-- Start of SOURCE TEXT --
|robots.txt - allow folder withing disallowed one|
| 12:40 am on Aug 10, 2003 (gmt 0)|
I have the following link structure:
I want to disallow SE to go into each city directly, but allow to go into id folder. (id is also linked from other parts of the site)
| 4:10 am on Aug 10, 2003 (gmt 0)|
Nasty problem, that.
Google supports an "Allow" extension to the robots exclusion standard, but that's not much help with the other search engine spiders.
I presume you have thousands of city and id pages, so on-page meta robots tags may not be of much use either, unless you can generate them dynamically w/SSI or php, etc.
Another approach would be to move the id pages out from under cities, and put them at the same directory/URL depth. In other words, /find/country/state/city/ and /find/country/state/id/. Then you can use robots.txt without any problems. But that requires massive link editing, and possibly 301 redirects to let everyone know the pages have moved.
-- End of SOURCE TEXT --
-- Start of DATA LINES --
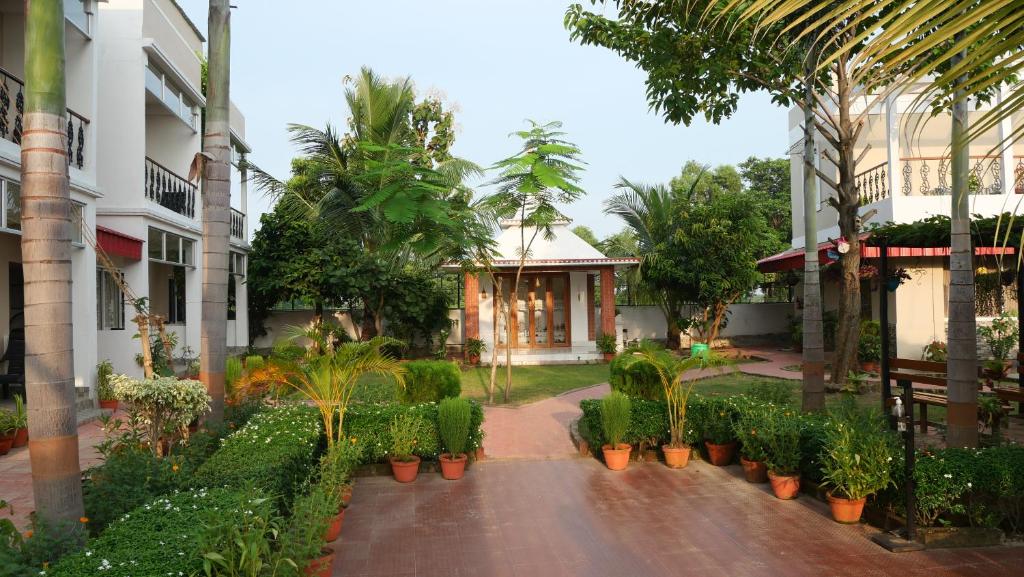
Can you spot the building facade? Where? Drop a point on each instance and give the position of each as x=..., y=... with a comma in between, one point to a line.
-- End of DATA LINES --
→ REQUIRED TASKS
1 – Answer these about the robots.txt thread:
(a) Which search engine supports an "Allow" extension to the robots exclusion standard?
(b) Besides its city folder, where else is the id folder linked from?
(c) What might be needed to let everyone know the pages have moved?
2 – Can you carry the robots.txt thread on from its last sentence?
The listing is material separate from the robots.txt thread.

→ THE RESPONSES
1 –
(a) Google
(b) From other parts of the site
(c) 301 redirects

2 –
I can't think of any easy or quick solutions. <bump>
| 5:45 am on Aug 10, 2003 (gmt 0)|
Allow is not an option, because I do not want to be dependent on Google :)
Tags in each page is very easy to implement, it's all dynamic, I only need to change 1 file, but that doesn't solve my problem. I do not want bots to eat my bandwidth for no reason. They would still need to get that page to see the meta tag.
Moving the folder cannot be done the way you mentioned it, because of mod_rewrite issue in this situation, THOUGH that's an exellent idea, I will just move it somewhere else.
instead of /country/state/city/id/ i can just do /something/id/ :)